* [EXTRACTED DATA]

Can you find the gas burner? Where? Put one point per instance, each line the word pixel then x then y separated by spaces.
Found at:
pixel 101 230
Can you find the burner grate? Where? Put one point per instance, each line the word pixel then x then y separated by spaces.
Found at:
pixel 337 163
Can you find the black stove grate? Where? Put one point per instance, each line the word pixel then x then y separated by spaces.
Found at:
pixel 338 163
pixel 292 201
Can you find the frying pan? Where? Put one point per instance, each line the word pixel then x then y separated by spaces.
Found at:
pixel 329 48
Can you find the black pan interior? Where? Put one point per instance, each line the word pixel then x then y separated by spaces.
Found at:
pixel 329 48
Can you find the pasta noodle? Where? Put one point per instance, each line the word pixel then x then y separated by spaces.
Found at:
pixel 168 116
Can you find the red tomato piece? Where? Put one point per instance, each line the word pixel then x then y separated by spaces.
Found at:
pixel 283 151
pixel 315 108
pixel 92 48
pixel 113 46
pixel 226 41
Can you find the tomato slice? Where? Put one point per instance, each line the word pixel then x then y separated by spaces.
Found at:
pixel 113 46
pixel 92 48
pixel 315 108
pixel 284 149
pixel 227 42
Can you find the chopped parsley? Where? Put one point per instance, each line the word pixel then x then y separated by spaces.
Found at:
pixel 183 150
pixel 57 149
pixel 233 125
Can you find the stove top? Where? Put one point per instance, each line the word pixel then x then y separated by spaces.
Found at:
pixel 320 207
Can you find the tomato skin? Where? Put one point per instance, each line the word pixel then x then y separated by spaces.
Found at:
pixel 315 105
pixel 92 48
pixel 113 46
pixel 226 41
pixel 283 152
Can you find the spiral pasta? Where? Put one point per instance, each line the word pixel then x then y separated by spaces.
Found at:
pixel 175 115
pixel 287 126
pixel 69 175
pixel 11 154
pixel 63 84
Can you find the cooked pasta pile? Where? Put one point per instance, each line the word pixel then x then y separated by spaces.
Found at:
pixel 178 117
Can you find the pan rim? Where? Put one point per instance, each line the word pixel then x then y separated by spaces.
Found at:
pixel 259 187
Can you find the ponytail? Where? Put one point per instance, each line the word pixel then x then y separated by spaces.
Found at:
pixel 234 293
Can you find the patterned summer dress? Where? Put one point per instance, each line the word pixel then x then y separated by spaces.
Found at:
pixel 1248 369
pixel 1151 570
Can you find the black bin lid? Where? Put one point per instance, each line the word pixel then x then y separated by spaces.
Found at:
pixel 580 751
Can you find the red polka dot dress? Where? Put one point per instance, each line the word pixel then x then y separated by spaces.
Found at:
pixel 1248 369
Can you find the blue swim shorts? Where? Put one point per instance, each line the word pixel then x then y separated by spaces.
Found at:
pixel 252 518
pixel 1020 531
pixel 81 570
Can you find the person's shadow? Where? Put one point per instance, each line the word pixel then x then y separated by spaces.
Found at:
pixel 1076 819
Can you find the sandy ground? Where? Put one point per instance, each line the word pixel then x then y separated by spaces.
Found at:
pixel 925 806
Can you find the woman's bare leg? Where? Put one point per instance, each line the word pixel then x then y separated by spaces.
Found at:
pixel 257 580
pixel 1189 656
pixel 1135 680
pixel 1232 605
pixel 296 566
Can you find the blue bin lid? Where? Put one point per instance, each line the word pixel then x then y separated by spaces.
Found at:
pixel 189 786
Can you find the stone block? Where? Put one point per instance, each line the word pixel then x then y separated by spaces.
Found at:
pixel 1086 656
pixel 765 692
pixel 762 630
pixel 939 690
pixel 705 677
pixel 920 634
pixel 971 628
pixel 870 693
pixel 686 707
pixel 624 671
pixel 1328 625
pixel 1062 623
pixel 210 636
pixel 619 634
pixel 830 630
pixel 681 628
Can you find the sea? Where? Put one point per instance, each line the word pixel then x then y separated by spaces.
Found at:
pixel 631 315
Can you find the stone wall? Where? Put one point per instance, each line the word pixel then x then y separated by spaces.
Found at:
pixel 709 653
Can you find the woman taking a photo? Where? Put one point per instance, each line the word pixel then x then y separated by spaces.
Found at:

* [WHAT THE TASK ASKS] Reproduce every item above word for word, changing nothing.

* [RESPONSE TO THIS TASK]
Can you find the gas burner? Where? Put one point per instance, each line the word pixel then x then y separated by spaces.
Found at:
pixel 101 230
Can you find the burner grate? Where? Put one point per instance, each line the word pixel then x then y separated by spaces.
Found at:
pixel 337 163
Can you find the black stove grate? Where? Put one point per instance, each line the word pixel then x then y separated by spaces.
Found at:
pixel 338 163
pixel 292 201
Can you find the frying pan? Where? Put one point per instance, each line the word pixel then x then y separated by spaces.
Found at:
pixel 329 48
Can you find the black pan interior? Where? Put one point per instance, each line the word pixel then x then y separated by spaces.
Found at:
pixel 329 48
Can you find the pasta noodle? Where? Put one point per instance, each line the word pixel then x then y separated by spaces.
Found at:
pixel 168 116
Can you find the red tomato piece? Where? Put one point per instance, each line the word pixel then x then y separated by spaces.
Found at:
pixel 283 151
pixel 315 108
pixel 92 48
pixel 113 46
pixel 226 41
Can you find the tomato slice? Where? Put one point per instance, each line the word pixel then x then y separated by spaces.
Found at:
pixel 113 46
pixel 92 48
pixel 315 108
pixel 284 149
pixel 227 42
Can you find the chopped parsley? Where? Put one point per instance, each line the word pixel then x then y separated by spaces.
Found at:
pixel 183 150
pixel 57 149
pixel 233 125
Can you find the stove top? Where? Put one point per instance, each line the word pixel then x then y separated by spaces.
Found at:
pixel 320 207
Can you find the tomato skin? Where? Put one point per instance, each line the word pixel then x then y separated by spaces.
Found at:
pixel 315 105
pixel 92 48
pixel 113 46
pixel 226 41
pixel 283 152
Can you find the spiral pasta? Where? Put one point per instance, each line the word pixel then x then y separated by spaces.
Found at:
pixel 175 115
pixel 287 126
pixel 69 175
pixel 11 154
pixel 63 84
Can you find the cooked pasta pile? Where? Put one point per instance, each line the word pixel then x then y separated by spaces.
Found at:
pixel 178 117
Can you find the pan rim? Where? Put one point per instance, each line the word pixel then x then y separated by spaces.
Found at:
pixel 259 187
Can you find the ponytail? Where? Put one point per instance, each line the word pixel then x then y separated by spaces.
Found at:
pixel 234 293
Can you find the patterned summer dress? Where? Put one point per instance, each line the word pixel then x then y separated by spaces.
Found at:
pixel 1248 369
pixel 1151 570
Can you find the black bin lid? Where? Put one point per instance, each line the word pixel then x then y separated by spaces.
Found at:
pixel 580 751
Can you find the red polka dot dress? Where? Put one point per instance, each line the word pixel then x then y separated by spaces.
Found at:
pixel 1248 369
Can you find the blue swim shorts? Where? Put one point per instance, each line the word pixel then x then y separated by spaces.
Found at:
pixel 252 518
pixel 1020 531
pixel 81 570
Can you find the person's shadow? Where? Put one point per instance, each line the word pixel then x then y separated by spaces.
Found at:
pixel 1076 819
Can you find the sandy ground? Where? Put one point per instance, each line the word pixel then x then y separated by spaces.
Found at:
pixel 925 806
Can you find the woman's bare leg? Where? Put one point per instance, each line the word pixel then x then y separated by spaces.
Found at:
pixel 257 580
pixel 1189 656
pixel 1135 680
pixel 1232 605
pixel 296 566
Can you find the blue bin lid? Where? Put one point per instance, each line the word pixel then x then y separated by spaces.
Found at:
pixel 189 786
Can you find the stone block? Where? Put one point per instance, each line the word pixel then x then y separated by spaces.
Found at:
pixel 1086 656
pixel 765 692
pixel 762 630
pixel 939 690
pixel 705 677
pixel 920 634
pixel 971 628
pixel 870 693
pixel 686 707
pixel 624 671
pixel 1328 625
pixel 1062 623
pixel 210 636
pixel 619 634
pixel 830 630
pixel 681 628
Can you find the sea? Where? Put one point per instance, each line the word pixel then x then y separated by spaces.
Found at:
pixel 631 315
Can you find the stone wall? Where? Put one point per instance, each line the word pixel then x then y separated by spaces.
Found at:
pixel 709 653
Can you find the woman taking a photo? Where? Put one point per instance, each line the word pixel then x then y separated by spaces.
Found at:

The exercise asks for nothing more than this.